What to work on
Rewrite these items, changing every instance of "Example response" to "Sample output" and leaving everything else as it is.

[Data pulled from a collection]
____________________

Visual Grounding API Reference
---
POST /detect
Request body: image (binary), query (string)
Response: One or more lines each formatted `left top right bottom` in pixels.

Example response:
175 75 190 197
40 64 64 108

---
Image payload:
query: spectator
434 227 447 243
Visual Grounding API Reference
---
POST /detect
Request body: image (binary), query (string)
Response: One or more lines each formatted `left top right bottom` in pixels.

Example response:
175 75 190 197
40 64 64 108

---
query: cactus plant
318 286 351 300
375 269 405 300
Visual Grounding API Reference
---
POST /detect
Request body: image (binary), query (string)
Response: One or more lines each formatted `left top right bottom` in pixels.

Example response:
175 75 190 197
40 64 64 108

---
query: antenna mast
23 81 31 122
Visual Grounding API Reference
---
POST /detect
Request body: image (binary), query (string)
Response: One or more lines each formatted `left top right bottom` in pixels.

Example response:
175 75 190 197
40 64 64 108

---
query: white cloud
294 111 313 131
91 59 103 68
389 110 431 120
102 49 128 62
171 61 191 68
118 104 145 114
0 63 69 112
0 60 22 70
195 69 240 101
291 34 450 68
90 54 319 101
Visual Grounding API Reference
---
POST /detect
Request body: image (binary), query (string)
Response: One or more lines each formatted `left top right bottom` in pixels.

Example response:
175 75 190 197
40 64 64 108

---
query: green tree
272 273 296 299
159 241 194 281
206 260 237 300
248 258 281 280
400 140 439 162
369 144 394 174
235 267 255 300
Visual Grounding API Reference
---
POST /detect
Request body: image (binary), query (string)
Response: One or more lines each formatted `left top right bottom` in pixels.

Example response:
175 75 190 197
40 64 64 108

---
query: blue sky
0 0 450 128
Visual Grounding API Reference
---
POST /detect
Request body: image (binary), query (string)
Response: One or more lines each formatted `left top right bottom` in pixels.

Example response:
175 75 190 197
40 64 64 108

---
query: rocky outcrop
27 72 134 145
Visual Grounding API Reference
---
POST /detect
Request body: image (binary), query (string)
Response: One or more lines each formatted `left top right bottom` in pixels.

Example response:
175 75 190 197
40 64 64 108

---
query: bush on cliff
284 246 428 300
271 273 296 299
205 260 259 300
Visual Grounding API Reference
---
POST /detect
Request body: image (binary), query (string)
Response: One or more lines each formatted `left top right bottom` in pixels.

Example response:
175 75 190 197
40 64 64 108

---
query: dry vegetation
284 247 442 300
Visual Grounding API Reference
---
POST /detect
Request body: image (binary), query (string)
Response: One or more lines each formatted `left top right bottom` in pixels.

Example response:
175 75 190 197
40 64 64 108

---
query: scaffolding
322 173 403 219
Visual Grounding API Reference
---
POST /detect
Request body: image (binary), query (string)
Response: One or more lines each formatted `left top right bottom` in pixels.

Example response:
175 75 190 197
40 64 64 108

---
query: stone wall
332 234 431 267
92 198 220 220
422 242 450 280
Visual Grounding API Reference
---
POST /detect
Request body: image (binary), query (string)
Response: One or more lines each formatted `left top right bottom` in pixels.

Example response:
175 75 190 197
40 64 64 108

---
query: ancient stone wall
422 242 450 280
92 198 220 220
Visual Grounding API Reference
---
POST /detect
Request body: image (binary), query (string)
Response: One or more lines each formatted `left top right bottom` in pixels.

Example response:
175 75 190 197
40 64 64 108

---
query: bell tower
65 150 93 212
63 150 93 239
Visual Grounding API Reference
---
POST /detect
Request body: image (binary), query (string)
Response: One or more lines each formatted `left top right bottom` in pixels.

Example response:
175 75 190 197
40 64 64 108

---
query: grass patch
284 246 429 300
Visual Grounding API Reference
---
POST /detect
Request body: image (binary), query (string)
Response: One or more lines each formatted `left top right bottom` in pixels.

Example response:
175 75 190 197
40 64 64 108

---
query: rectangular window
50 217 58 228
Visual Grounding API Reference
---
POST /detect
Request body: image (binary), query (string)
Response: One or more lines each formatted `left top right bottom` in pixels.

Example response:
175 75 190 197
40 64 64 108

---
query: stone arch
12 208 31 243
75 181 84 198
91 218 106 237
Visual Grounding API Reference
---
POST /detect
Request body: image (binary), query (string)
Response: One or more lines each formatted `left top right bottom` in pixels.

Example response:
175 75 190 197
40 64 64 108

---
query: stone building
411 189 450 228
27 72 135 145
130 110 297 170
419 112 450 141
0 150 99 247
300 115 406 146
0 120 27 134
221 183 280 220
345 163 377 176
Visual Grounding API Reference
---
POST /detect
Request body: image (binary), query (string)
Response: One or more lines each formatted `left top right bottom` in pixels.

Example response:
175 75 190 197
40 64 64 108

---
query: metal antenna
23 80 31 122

____________________

Full answer
Visual Grounding API Reference
---
POST /detect
Request body: image (binary), query (string)
Response: One or more lines each formatted `left top right bottom` in pixels.

Sample output:
175 75 190 197
40 64 64 108

---
Image payload:
query: spectator
434 227 447 243
Visual Grounding API Reference
---
POST /detect
Request body: image (binary), query (string)
Response: One or more lines each formatted `left top right bottom` in pixels.

Sample output:
175 75 190 197
40 64 64 108

---
query: cactus plant
318 286 351 300
375 269 405 300
Visual Grounding API Reference
---
POST /detect
Request body: image (binary), query (string)
Response: One or more lines each formatted `left top right bottom` in pixels.

Sample output:
175 75 190 197
40 64 64 108

---
query: antenna mast
23 81 31 122
Visual Grounding API Reference
---
POST /detect
Request body: image (binary), query (string)
Response: One or more lines each formatted `left top right bottom` in pixels.

Sample output:
175 75 190 197
40 64 64 108

---
query: white cloud
294 111 313 131
91 59 103 68
389 110 431 120
102 49 128 62
171 61 191 68
118 104 145 114
0 63 69 112
0 60 22 70
195 69 240 101
291 34 450 68
90 54 319 101
Visual Grounding API Reference
---
POST /detect
Request body: image (binary), query (string)
Response: One or more lines each formatted `left top right bottom` in pixels.

Sample output:
175 75 190 197
40 64 64 108

---
query: green tree
272 273 296 299
159 241 194 281
206 260 237 300
248 258 281 280
400 140 439 162
369 144 394 174
235 267 255 300
Visual Grounding API Reference
---
POST /detect
Request body: image (binary), query (string)
Response: One or more lines each formatted `left top right bottom` in pixels.

Sample output:
175 75 190 197
40 64 64 108

---
query: blue sky
0 0 450 128
Visual Grounding API Reference
---
POST /detect
Request body: image (binary), query (string)
Response: One or more lines each formatted `left top right bottom` in pixels.

Sample output:
175 75 190 197
40 64 64 108

---
query: rocky outcrop
27 72 134 145
Visual Grounding API Reference
---
POST /detect
Request body: image (binary), query (string)
Response: One or more lines each formatted `left top right bottom` in pixels.

Sample output:
175 75 190 197
40 64 64 108

---
query: bush on cliff
284 246 428 300
271 273 296 299
205 260 259 300
Visual Grounding API Reference
---
POST /detect
Request body: image (binary), query (string)
Response: One or more lines each formatted `left top right bottom` in pixels.

Sample output:
175 75 190 197
40 64 64 108

---
query: dry vegetation
284 247 442 300
Visual Grounding API Reference
---
POST /detect
Request body: image (binary), query (string)
Response: One or more lines each formatted `left top right bottom` in pixels.

Sample output:
175 75 190 197
40 64 64 108

---
query: scaffolding
322 173 403 219
Visual Grounding API Reference
---
POST /detect
Request body: image (binary), query (string)
Response: One or more lines each formatted `left top right bottom` in pixels.

Sample output:
175 75 190 197
40 64 64 108

---
query: stone wall
332 234 431 267
92 198 220 220
422 242 450 280
Visual Grounding API Reference
---
POST /detect
Request body: image (binary), query (string)
Response: One or more lines each formatted `left top right bottom` in pixels.

Sample output:
175 75 190 197
40 64 64 108

---
query: ancient stone wall
422 242 450 280
92 198 220 220
Visual Grounding API Reference
---
POST /detect
Request body: image (binary), query (string)
Response: One or more lines each formatted `left top right bottom` in pixels.

Sample output:
175 75 190 197
40 64 64 108

---
query: bell tower
65 150 93 212
63 150 93 239
Visual Grounding API Reference
---
POST /detect
Request body: image (binary), query (string)
Response: One or more lines each formatted `left top right bottom` in pixels.

Sample output:
175 75 190 197
40 64 64 108

---
query: grass patch
284 246 429 300
Visual Grounding API Reference
---
POST /detect
Request body: image (binary), query (string)
Response: One or more lines each formatted `left top right bottom` in pixels.

Sample output:
175 75 190 197
40 64 64 108

---
query: rectangular window
50 217 58 228
Visual Grounding API Reference
---
POST /detect
Request body: image (binary), query (string)
Response: One or more lines each formatted `left top right bottom` in pixels.

Sample output:
175 75 190 197
40 64 64 108

---
query: stone arch
12 208 31 243
75 181 84 198
91 218 106 237
Visual Grounding API Reference
---
POST /detect
Request body: image (binary), query (string)
Response: One or more lines each formatted `left top right bottom` in pixels.

Sample output:
175 75 190 197
40 64 64 108

---
query: stone building
411 189 450 228
27 72 135 145
130 110 297 170
419 112 450 141
0 150 99 247
300 115 406 146
0 120 27 134
221 183 280 220
345 163 377 176
Visual Grounding API Reference
---
POST /detect
Request body: image (binary), query (string)
Response: One or more lines each formatted `left top right bottom` in pixels.

Sample output:
175 75 190 197
40 64 64 108

---
query: metal antenna
23 80 31 122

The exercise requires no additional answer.